+++ Records provided

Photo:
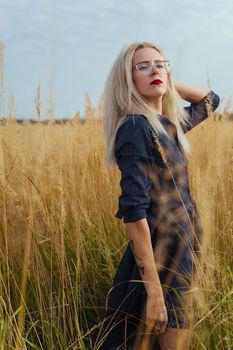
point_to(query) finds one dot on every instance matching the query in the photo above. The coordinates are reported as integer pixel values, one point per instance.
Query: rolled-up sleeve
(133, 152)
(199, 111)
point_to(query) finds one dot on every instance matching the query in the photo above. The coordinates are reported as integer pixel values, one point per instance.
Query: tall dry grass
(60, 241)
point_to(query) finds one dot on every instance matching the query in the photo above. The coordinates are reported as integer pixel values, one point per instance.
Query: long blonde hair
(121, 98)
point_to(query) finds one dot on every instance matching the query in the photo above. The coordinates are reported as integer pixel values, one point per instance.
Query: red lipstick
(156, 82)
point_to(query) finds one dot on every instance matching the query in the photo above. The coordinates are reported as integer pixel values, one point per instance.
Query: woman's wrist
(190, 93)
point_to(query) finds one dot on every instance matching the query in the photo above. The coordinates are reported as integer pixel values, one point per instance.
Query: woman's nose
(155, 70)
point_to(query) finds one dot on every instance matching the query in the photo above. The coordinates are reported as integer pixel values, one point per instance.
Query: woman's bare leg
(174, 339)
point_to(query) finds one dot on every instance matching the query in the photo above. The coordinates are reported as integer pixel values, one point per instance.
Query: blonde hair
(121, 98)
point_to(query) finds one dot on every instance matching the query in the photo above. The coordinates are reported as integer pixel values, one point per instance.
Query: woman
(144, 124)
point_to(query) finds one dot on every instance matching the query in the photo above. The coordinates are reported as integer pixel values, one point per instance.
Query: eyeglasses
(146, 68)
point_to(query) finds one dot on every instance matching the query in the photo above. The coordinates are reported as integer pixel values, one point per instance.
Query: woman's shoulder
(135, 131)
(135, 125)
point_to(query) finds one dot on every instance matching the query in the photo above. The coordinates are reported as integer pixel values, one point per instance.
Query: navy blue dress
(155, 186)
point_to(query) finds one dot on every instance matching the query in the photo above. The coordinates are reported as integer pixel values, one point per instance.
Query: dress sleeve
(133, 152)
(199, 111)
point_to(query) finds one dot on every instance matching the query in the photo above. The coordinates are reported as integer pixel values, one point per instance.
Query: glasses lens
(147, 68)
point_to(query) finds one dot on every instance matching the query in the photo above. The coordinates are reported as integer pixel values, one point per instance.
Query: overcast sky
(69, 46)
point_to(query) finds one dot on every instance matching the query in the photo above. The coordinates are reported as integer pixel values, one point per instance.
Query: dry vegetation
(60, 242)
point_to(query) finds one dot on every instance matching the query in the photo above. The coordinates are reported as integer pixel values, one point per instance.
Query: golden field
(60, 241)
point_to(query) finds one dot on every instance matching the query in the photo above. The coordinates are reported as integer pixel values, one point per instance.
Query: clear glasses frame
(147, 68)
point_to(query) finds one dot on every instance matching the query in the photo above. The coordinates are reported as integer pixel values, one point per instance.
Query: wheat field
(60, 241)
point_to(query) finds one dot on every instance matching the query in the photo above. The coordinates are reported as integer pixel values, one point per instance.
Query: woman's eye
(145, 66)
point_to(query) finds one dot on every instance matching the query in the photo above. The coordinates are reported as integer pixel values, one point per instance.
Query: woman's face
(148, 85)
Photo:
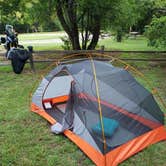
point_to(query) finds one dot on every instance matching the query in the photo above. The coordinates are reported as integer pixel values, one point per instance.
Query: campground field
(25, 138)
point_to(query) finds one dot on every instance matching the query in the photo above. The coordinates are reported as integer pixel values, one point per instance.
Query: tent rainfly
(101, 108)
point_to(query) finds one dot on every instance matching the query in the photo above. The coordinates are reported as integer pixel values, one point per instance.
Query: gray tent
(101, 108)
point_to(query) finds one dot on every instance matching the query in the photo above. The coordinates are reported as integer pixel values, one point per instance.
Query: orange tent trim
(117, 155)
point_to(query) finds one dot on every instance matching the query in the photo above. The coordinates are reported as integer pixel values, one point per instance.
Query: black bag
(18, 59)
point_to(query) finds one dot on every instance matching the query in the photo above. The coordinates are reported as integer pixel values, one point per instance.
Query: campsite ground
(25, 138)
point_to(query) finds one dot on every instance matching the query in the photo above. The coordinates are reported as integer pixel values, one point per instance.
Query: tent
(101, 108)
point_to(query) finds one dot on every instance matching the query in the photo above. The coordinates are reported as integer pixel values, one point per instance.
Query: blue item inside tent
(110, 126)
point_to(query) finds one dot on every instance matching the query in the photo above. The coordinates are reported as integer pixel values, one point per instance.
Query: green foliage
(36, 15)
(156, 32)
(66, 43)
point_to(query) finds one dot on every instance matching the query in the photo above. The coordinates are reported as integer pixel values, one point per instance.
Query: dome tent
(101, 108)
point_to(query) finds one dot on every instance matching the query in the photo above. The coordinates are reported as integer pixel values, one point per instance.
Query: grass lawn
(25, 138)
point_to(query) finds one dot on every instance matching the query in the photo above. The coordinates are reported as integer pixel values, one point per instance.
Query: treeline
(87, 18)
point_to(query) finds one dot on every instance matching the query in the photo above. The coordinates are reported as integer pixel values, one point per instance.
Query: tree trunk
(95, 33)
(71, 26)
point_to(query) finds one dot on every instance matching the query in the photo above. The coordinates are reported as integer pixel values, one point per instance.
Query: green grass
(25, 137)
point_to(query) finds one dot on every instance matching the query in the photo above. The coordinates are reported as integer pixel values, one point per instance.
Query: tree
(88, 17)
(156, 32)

++++++

▶ [Required work] Could the data be reproduced exactly, with the pictures omitted?

▶ [Expected output]
Photo:
point_to(query) finds one dot on every instance matching the query in the photo above. The coordinates are reported as integer pixel values, one point per instance.
Query: rolled-up sleeve
(133, 152)
(199, 111)
point_to(query) finds one dot on every instance matching the query in the photo above. The coordinates are reported as integer pixel values, one point per instance.
Query: tall dry grass
(60, 241)
point_to(query) finds one dot on every instance matching the query in the photo above. The coordinates are reported as integer pixel values, one point per instance.
Query: long blonde hair
(121, 98)
point_to(query) finds one dot on every instance matching the query in the photo above. The coordinates are reported as integer pixel values, one point per instance.
Query: red lipstick
(156, 82)
point_to(query) finds one dot on every instance matching the query in the photo above. The coordinates are reported as integer pixel values, one point per instance.
Query: woman's wrist
(190, 93)
point_to(query) finds one dot on every instance matching the query in the photo above. The coordinates are reported as integer pixel values, one point per instance.
Query: woman's nose
(155, 70)
point_to(query) finds one dot on every instance matching the query in the photo above. The coordinates are reported as integer pixel values, one point per instance.
Query: woman's bare leg
(174, 339)
point_to(query) finds one dot on every instance matching the query in the photo above. The coordinates are reported as integer pixel values, one point per instance.
Query: blonde hair
(121, 98)
point_to(query) finds one dot on every instance matching the query in the photo above. The coordinates are reported as integer pixel values, one point per instance.
Query: woman
(144, 124)
point_to(query) finds one dot on every instance matching the query in the photo above. The coordinates are reported as integer pixel values, one point per instance.
Query: eyeglasses
(146, 68)
point_to(query) finds one dot on every instance matching the query in the photo above. The coordinates are reported as integer pixel values, one point per instance.
Query: woman's shoulder
(135, 131)
(135, 125)
point_to(query) finds one dot on every instance matching the query in the photo above. The coordinates are reported as integer pixel values, one point per instance.
Query: navy blue dress
(155, 186)
point_to(query) finds one dot on every instance matching the query in the photo above. The coordinates are reported as integer pixel values, one point per instance.
Query: dress sleeve
(133, 152)
(199, 111)
point_to(query) finds one dot on every instance matching the query in the photo above. The coordinates are reported as integer pixel values, one point per instance.
Query: glasses lens
(147, 68)
point_to(query) finds one dot on every instance matching the query in the photo above. The coordinates are reported as integer pixel values, one point per instance.
Query: overcast sky
(69, 46)
point_to(query) finds one dot on every instance matching the query in the photo above. The coordinates are reported as integer pixel values, one point per instance.
Query: dry vegetation
(60, 242)
point_to(query) finds one dot on every instance matching the query in the photo above. The coordinates are reported as integer pixel values, one point per instance.
Query: golden field
(60, 241)
point_to(query) finds one dot on every instance matching the query in the photo above. The coordinates are reported as integer pixel values, one point per instance.
Query: clear glasses frame
(147, 68)
point_to(query) finds one dot on every instance matching the query in the photo above. The coordinates are reported as integer pixel values, one point per instance.
Query: wheat field
(60, 241)
point_to(query) finds one dot on every instance matching the query in the photo above. The coordinates are reported as integer pixel values, one point per instance.
Query: woman's eye
(145, 66)
point_to(query) finds one dot on every instance matching the query in the photo above. The coordinates are reported as integer pixel values, one point per instance.
Query: woman's face
(148, 85)
Photo:
point_to(query) finds one dot on every instance matching the query in the photo above. The coordinates are reported as integer pixel values, one point per instance.
Query: campground field
(25, 138)
point_to(query) finds one dot on every instance matching the query in the photo above. The coordinates are reported as integer pixel values, one point per instance.
Query: tent rainfly
(101, 108)
point_to(query) finds one dot on every instance matching the query in the photo above. The coordinates are reported as integer pixel values, one point per instance.
Query: gray tent
(101, 108)
point_to(query) finds one dot on every instance matching the query in the photo above. The coordinates are reported as integer pixel values, one point per instance.
Query: orange tent trim
(117, 155)
point_to(query) finds one dot on every instance matching the query in the photo above. The coordinates are reported as integer pixel values, one point per instance.
Query: black bag
(18, 59)
point_to(query) finds one dot on every instance matching the query in the photo above. The coordinates are reported as integer pixel values, one point per instance.
Query: campsite ground
(25, 138)
point_to(query) finds one dot on every instance matching the query in the photo above. The coordinates are reported as integer pixel values, one point per instance.
Query: tent
(101, 108)
point_to(query) finds one dot on every instance matching the query in the photo above. The coordinates are reported as integer pixel values, one point per instance.
Query: blue item inside tent
(110, 126)
point_to(query) finds one dot on every instance matching the query in the photo above. The coordinates are reported as integer pixel values, one point per instance.
Query: green foliage
(36, 15)
(156, 32)
(66, 43)
point_to(query) finds one dot on every instance matching the query in the photo above. The coordinates are reported as integer pixel values, one point per instance.
Query: dome tent
(101, 108)
point_to(query) finds one dot on every instance matching the query in the photo above. The coordinates are reported as integer pixel values, one point per instance.
Query: grass lawn
(25, 138)
point_to(query) finds one dot on every instance matching the query in the photo above. The coordinates are reported as integer pixel values, one point per instance.
Query: treeline
(87, 18)
point_to(query) finds one dot on every instance matching the query in the photo above. The coordinates are reported as integer pixel values, one point per instance.
Query: tree trunk
(95, 33)
(71, 26)
point_to(query) finds one dot on every instance matching the query in the photo above. The coordinates are reported as integer pixel values, one point per instance.
Query: green grass
(25, 137)
point_to(query) finds one dot on every instance matching the query in the photo above. The coordinates are reported as integer pixel values, one point per instance.
Query: tree
(88, 17)
(156, 32)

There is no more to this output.